Supplied entries:
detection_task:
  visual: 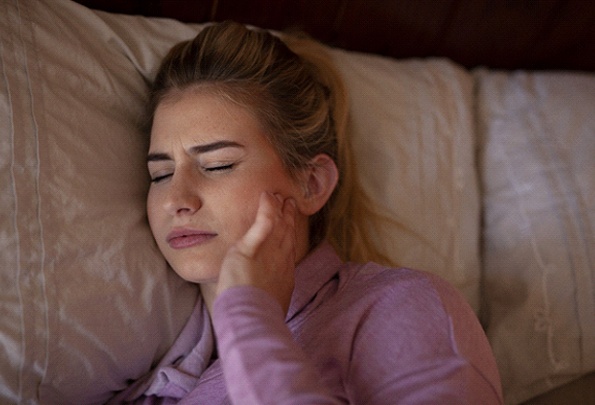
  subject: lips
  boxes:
[166,228,217,249]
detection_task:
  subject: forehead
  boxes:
[150,89,269,147]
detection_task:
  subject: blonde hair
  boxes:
[149,21,388,264]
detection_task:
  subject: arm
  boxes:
[212,286,340,405]
[213,192,340,404]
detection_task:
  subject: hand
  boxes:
[216,192,297,314]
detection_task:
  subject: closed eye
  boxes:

What is being asked:
Whenever a line of the data above includes the word "subject", copy that line.

The answer:
  subject: lips
  subject: forehead
  subject: blonde hair
  subject: arm
  subject: hand
  subject: closed eye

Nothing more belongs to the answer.